What you will do - Make an exact copy of every entry below, with the pictures left out.

Exercise data -
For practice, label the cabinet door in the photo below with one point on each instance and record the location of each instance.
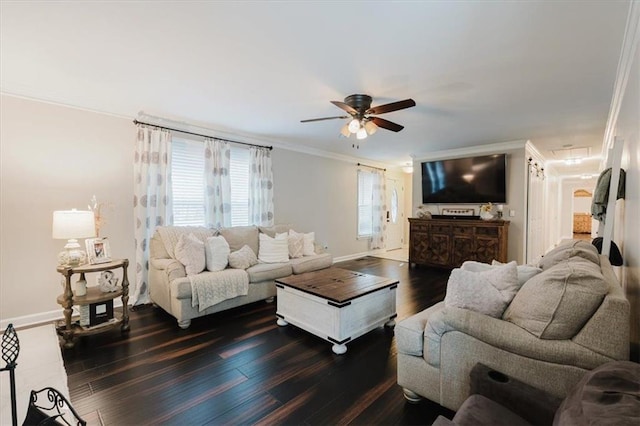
(418, 247)
(439, 249)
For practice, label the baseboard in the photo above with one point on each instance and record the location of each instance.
(357, 255)
(41, 318)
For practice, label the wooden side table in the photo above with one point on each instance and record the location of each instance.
(69, 330)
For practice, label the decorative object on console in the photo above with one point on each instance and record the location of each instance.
(485, 211)
(98, 250)
(71, 225)
(108, 282)
(423, 213)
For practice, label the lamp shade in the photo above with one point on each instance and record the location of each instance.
(72, 224)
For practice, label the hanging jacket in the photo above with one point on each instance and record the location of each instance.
(601, 193)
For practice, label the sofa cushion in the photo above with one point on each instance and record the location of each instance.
(296, 244)
(565, 251)
(268, 271)
(311, 263)
(243, 258)
(171, 234)
(238, 236)
(309, 240)
(273, 250)
(275, 229)
(190, 252)
(525, 272)
(609, 394)
(410, 331)
(556, 303)
(488, 292)
(216, 251)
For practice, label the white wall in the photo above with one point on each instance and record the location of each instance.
(56, 158)
(516, 178)
(318, 194)
(626, 233)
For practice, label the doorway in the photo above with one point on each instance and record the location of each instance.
(395, 214)
(582, 222)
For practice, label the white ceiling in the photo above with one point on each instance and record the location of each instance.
(480, 72)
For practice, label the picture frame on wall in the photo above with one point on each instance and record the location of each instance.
(98, 250)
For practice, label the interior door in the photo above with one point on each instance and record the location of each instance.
(395, 214)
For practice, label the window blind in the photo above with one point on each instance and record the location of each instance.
(187, 175)
(365, 204)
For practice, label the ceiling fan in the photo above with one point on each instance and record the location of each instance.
(363, 122)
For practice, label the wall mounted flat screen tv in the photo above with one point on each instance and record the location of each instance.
(465, 180)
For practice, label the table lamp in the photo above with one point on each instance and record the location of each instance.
(71, 225)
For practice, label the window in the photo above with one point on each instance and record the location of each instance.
(365, 204)
(187, 174)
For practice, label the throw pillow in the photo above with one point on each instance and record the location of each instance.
(216, 251)
(525, 272)
(308, 241)
(488, 292)
(296, 244)
(243, 258)
(273, 250)
(556, 303)
(190, 252)
(574, 248)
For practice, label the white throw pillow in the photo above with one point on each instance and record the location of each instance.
(525, 272)
(309, 240)
(243, 258)
(296, 244)
(273, 250)
(216, 251)
(190, 252)
(488, 292)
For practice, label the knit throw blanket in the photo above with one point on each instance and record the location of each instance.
(209, 288)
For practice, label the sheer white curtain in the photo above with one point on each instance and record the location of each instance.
(378, 209)
(151, 198)
(260, 187)
(217, 163)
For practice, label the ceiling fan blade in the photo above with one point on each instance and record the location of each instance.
(324, 118)
(393, 106)
(351, 110)
(386, 124)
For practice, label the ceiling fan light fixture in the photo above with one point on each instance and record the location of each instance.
(354, 125)
(345, 131)
(370, 127)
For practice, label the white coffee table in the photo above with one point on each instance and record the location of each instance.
(336, 304)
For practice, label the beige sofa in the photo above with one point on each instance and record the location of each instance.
(170, 287)
(549, 361)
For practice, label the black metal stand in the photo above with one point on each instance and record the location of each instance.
(10, 351)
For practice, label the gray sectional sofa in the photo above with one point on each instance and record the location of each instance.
(170, 287)
(548, 337)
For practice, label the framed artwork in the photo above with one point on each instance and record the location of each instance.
(98, 250)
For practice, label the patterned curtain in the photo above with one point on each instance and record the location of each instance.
(260, 187)
(151, 198)
(217, 161)
(378, 209)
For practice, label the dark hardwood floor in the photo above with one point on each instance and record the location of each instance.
(239, 367)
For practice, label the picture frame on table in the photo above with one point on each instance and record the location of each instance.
(98, 250)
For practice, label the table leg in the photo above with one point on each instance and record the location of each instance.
(339, 349)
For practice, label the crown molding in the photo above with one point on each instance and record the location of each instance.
(625, 63)
(472, 150)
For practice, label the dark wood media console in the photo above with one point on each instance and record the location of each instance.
(446, 243)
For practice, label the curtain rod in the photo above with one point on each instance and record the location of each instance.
(200, 134)
(372, 167)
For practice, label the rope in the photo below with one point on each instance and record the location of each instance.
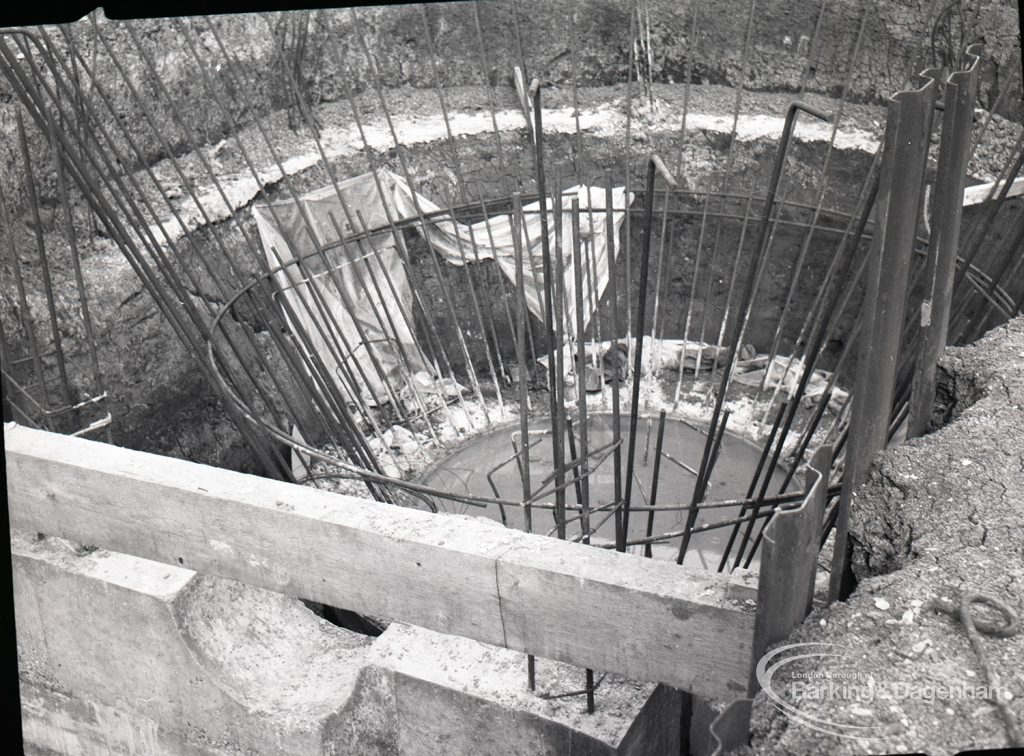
(974, 628)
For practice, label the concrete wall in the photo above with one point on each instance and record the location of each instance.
(122, 655)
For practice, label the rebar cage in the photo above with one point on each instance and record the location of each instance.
(709, 270)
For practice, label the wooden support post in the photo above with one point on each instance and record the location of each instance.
(455, 575)
(790, 561)
(904, 157)
(940, 265)
(785, 588)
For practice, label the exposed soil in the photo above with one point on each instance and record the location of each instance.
(939, 516)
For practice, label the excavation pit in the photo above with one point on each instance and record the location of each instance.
(484, 465)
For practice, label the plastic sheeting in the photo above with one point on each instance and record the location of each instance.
(351, 315)
(357, 312)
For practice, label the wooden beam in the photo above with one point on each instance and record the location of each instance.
(466, 576)
(981, 192)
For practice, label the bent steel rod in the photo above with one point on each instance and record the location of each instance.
(752, 278)
(654, 478)
(754, 483)
(613, 344)
(654, 165)
(581, 365)
(554, 378)
(700, 488)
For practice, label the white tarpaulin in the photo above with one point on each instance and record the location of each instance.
(358, 330)
(354, 319)
(492, 239)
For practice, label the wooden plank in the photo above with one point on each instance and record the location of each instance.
(904, 157)
(980, 193)
(788, 562)
(940, 262)
(466, 576)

Expected output -
For practice, label the cabinet door in the photo below with one point on each instance and record the location of each instance.
(418, 247)
(439, 249)
For practice, label the baseboard in the photo above with one point on each instance and record the location of each instance.
(357, 255)
(41, 318)
For practice, label the wooden side table in the photo above with one point on each instance and record the location of each instance.
(69, 330)
For practice, label the decorative object on console in the photo above with one point on each instance and record the location of each instance.
(485, 211)
(98, 250)
(71, 225)
(108, 282)
(423, 213)
For practice, label the lamp shade in the photo above with one point on each instance and record the location of each instance.
(72, 224)
For practice, label the hanging jacket in the photo above with one point on each instance and record the location of each instance.
(601, 193)
For practice, label the sofa cushion in the photo above with one point on each instance and record the location of each instance.
(296, 244)
(565, 251)
(268, 271)
(311, 263)
(243, 258)
(171, 234)
(238, 236)
(309, 240)
(273, 250)
(275, 229)
(190, 252)
(525, 272)
(609, 394)
(410, 331)
(556, 303)
(488, 292)
(216, 251)
For practice, label the white wall in the photo above with one point on each instance and record the location of each instance.
(56, 158)
(516, 178)
(318, 194)
(626, 233)
For practice, label the doorway in the photo above with one point on each instance and record the location of each instance.
(395, 214)
(582, 222)
For practice, label the white ceiling in the photo above with one point on each instance and record the location of each instance.
(480, 72)
For practice, label the picture frame on wall in the photo above with one point on each instance and record the location of each instance.
(98, 250)
For practice, label the interior door in the photo above with one point on each instance and record the location of each instance.
(395, 214)
For practice, label the window blind in the photo above with one point on each instance and record the location of each instance.
(187, 175)
(365, 204)
For practice, label the ceiling fan in the photo above with one point on each instance and record the location of each instance.
(363, 122)
For practice, label the wall mounted flat screen tv in the photo above with one point on each instance and record the location of each instance.
(465, 180)
For practice, label the table lamp in the photo above with one point on each instance and record the location of each instance.
(71, 225)
For practice, label the window in the photo above with one point on each instance and record the location of each instance.
(365, 204)
(187, 174)
For practice, label the throw pillow in the photo above with one point on each instance and record the location of each instance.
(216, 251)
(525, 272)
(308, 241)
(488, 292)
(296, 244)
(243, 258)
(273, 250)
(556, 303)
(190, 252)
(574, 248)
For practice, label the white throw pillow in the photo above with one point on each instance and record the location of each instance.
(525, 272)
(309, 240)
(243, 258)
(296, 244)
(273, 250)
(216, 251)
(190, 252)
(488, 292)
For practice, label the knit throw blanket in the photo above with one point on each instance and record the location of each instance.
(209, 288)
For practice, label the sheer white curtain in the photo above with one point on each instance and record the location of each instance.
(378, 209)
(151, 198)
(260, 187)
(217, 163)
For practice, label the ceiling fan blade in the photo above with one point on each instance and record the location of each instance.
(324, 118)
(393, 106)
(351, 110)
(386, 124)
For practice, label the ceiling fan light fixture in the photo above with one point on each instance and record the location of each instance.
(354, 125)
(345, 131)
(370, 127)
For practice, label the white coffee table in the photo above with one point on each instance and record the location of each instance.
(336, 304)
For practice, label the beige sofa in the photo above with one point on each instance and record the location of each instance.
(170, 287)
(549, 361)
For practice, label the black metal stand in the photo above with one point on each instance and record the location of each instance.
(10, 351)
For practice, label the gray sectional sofa in the photo above with one point on each instance and record the location of each instance.
(170, 287)
(548, 337)
For practice, label the framed artwork in the photo above with one point on each instance and record the location of each instance.
(98, 250)
For practice, label the patterned curtain in the photo above with one point on each instance and record the location of each instance.
(260, 187)
(151, 198)
(217, 161)
(378, 209)
For practice, label the dark hardwood floor in the photo above with one point on each instance and record the location of each instance.
(239, 367)
For practice, label the picture frame on table in the photo above with one point on each instance and record the location of each instance.
(98, 250)
For practice, label the table leg in the photo above with one point on each instance and record the location of each instance.
(339, 349)
For practice, label the crown molding in the photo above with one point on each instance and record the location of each instance.
(625, 63)
(472, 150)
For practice, label the dark wood media console in the photo above with one point on each instance and record the location of each instance.
(446, 243)
For practice, label the curtain rod in the photo above with one point on each instance and record the location of each instance.
(200, 134)
(372, 167)
For practice, label the rope in the photo below with one point on each instance and record the location of each instance.
(974, 628)
For practice, label the concrete wall in the photo above with one point on each instance and record the location of each instance.
(122, 655)
For practice, label the rebar cage in the photo above with one point on each instance and record the location of each instance.
(709, 270)
For practice, label the wooden support post in the photo above with one point on each instance and record the location of each instance.
(455, 575)
(790, 561)
(904, 157)
(940, 265)
(785, 588)
For practice, label the exposed soil in the photo above with one point on each instance and record the location of each instance.
(939, 516)
For practice, label the excavation pit in the photo above with one point on each instance and record the location of each instance.
(484, 465)
For practice, label the plastic sheeting in the photo above with one point on each instance and record the location of each instance.
(351, 315)
(357, 312)
For practice, label the wooden beam in the photo above with one point on each instance and record the location of each instance.
(466, 576)
(981, 192)
For practice, label the bent steel rod in the photo above with one point on each instance and record the location of each instance.
(752, 278)
(654, 478)
(754, 483)
(613, 344)
(654, 165)
(581, 365)
(554, 378)
(700, 488)
For practice, label the white tarpaulin in the photo above with one point on each instance and record the location of each instance.
(358, 330)
(354, 319)
(492, 239)
For practice, label the wooden plank in the photo above with one point on each instance and record the location of each instance.
(904, 157)
(980, 193)
(788, 562)
(940, 262)
(466, 576)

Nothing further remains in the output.